> [WORK TO BE COMPLETED] Edit the silver futures text by copying everything from "Here's the crazy" down to "have major volatility.", with "stockpiles" changed to "reserves".

> [EXTRACT TO READ]
Talk about volatility...silver futures trade around 100,000 contracts a day, give or take a few thousand. For those of you who are unfamiliar with the importance of this, volatility measures the relative rate at which the price of a security moves up and down. If you are day trading, it is essential that the contract price move up and down in order for you to capitalize on its smaller intra-day fluctuations. Futures trading silver gives plenty of daily volatility.

Here's the crazy thing about trading silver. There can be more silver contracts traded that the amount of silver available. Right now, there is less "above-ground" silver than even gold. Why? Because nearly all the silver that has been dug-up immediately goes for industrial use. Silver has an incredibly high thermal and electric conductivity. Combine this with the fact that the world's Central Banks have sold off or used up the vast majority of their silver stockpiles and you have major volatility.

The Chicago Mercantile Exchange (CME) offers silver contracts (SI) for futures trading. The intra-day margin for silver is $2500 / contract. But for each price movement the pay out is $25. That is twice what it is for the S&P500 emini futures. Seem a little rich for your blood? No problem. COMEX offers an emini Silver (QI) contract with an intra-day margin of $500. But be careful. Night trading SI, that's hot. But night trading the emini silver -- forget about it. During the day there is good volatility. Unfortunately that volatility falls off rapidly in the late afternoon.

Because there are so many investors interested in silver contracts, the CME keeps raising the margins (3 times in 5 days), thinking that will stop trading. With the dramatic rise in both silver and gold prices, CME's idea is that raising margins will control overheated speculation, and thereby control the increase in price. Did it work? In a word, yes and no. Silver prices plunged. Buyers of silver sold their contracts rapidly. Day traders traded even more furiously. Volatility has skyrocketed. For those holding silver contracts, a painful ride down. But for intra-day futures traders -- a gift from heaven...because it simply increased volatility.

If you have no intention of holding onto contracts more than just a few minutes or a couple of hours, the actual price of silver is not important to you. The fact that it goes up and down in price is all that matters. So kick back you chair from your desk -- scream Hi-yo, Silver, Away! And start trading futures.

> [PROVIDED MATERIAL]
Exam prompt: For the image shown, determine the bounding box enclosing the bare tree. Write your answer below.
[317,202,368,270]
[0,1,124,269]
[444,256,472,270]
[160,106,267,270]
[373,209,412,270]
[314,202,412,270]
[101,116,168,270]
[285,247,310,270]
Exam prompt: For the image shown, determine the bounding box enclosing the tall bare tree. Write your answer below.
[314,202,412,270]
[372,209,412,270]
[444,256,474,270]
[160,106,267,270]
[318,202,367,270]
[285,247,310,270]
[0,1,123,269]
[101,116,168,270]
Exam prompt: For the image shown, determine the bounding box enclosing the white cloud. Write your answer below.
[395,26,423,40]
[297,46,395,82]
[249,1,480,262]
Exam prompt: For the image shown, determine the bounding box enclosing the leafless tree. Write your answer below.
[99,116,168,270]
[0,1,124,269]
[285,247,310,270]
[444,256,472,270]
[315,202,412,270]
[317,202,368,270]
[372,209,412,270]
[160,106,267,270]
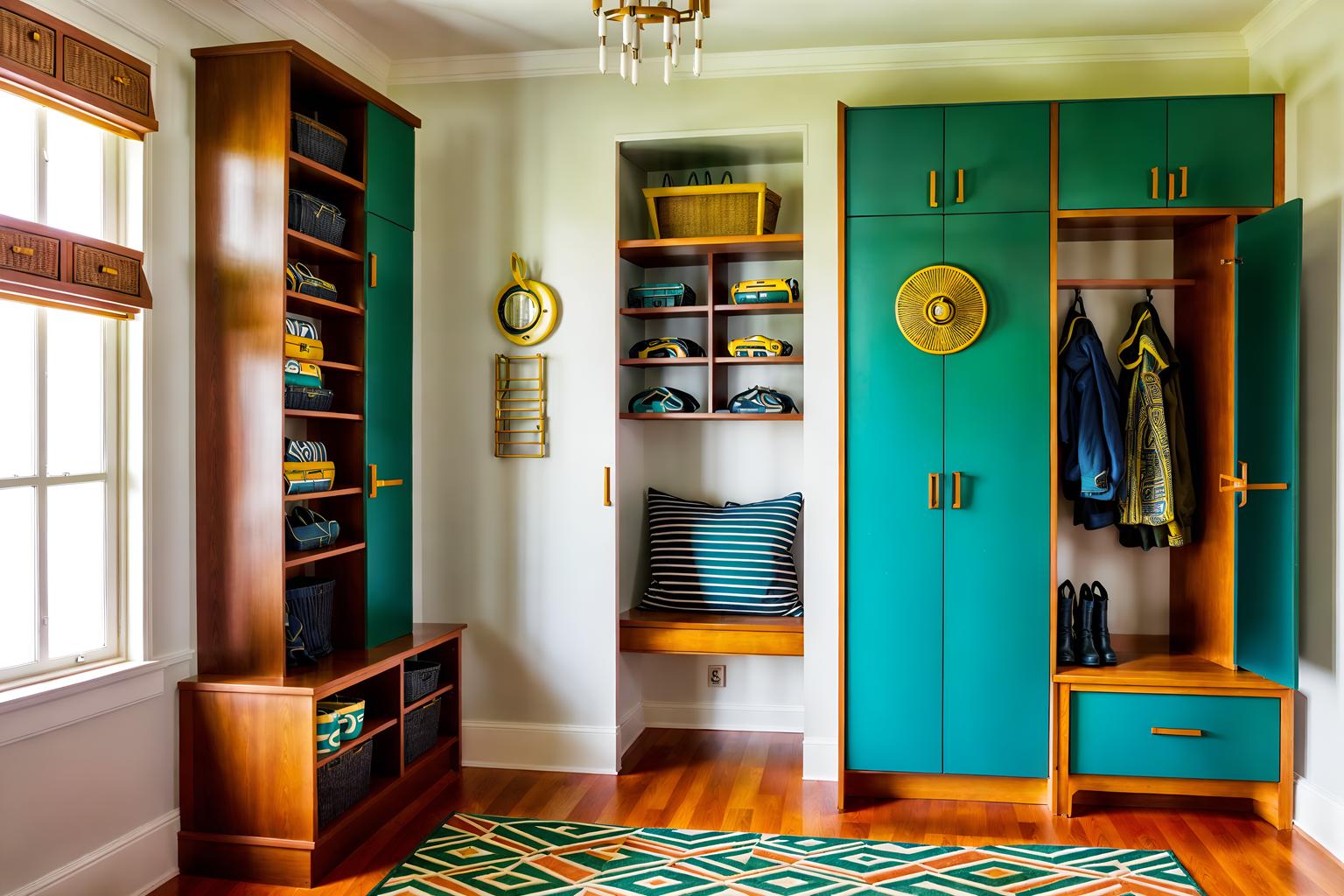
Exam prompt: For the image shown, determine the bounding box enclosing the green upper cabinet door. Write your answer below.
[364,103,416,230]
[843,215,943,773]
[1059,100,1166,208]
[942,213,1054,778]
[1215,199,1302,688]
[845,106,946,215]
[942,102,1050,214]
[364,215,413,646]
[1166,95,1274,206]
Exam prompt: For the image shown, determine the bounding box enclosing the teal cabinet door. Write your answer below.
[1059,100,1166,208]
[843,215,943,773]
[364,103,416,230]
[364,215,413,646]
[943,102,1050,214]
[1166,97,1274,206]
[845,106,946,215]
[942,213,1054,778]
[1230,199,1302,688]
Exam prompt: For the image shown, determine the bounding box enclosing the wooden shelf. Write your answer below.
[402,683,454,716]
[615,234,802,268]
[317,716,398,768]
[285,542,364,570]
[285,485,364,502]
[714,302,802,317]
[285,230,364,263]
[285,289,364,317]
[289,149,364,193]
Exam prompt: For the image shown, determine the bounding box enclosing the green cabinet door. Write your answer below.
[364,215,413,646]
[845,106,946,215]
[1215,199,1302,688]
[943,102,1050,214]
[1166,95,1274,206]
[843,215,943,773]
[364,103,416,230]
[1059,100,1166,208]
[942,213,1054,778]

> [SOLUTION TO THE PROBLEM]
Here's the crazy thing about trading silver. There can be more silver contracts traded that the amount of silver available. Right now, there is less "above-ground" silver than even gold. Why? Because nearly all the silver that has been dug-up immediately goes for industrial use. Silver has an incredibly high thermal and electric conductivity. Combine this with the fact that the world's Central Banks have sold off or used up the vast majority of their silver reserves and you have major volatility.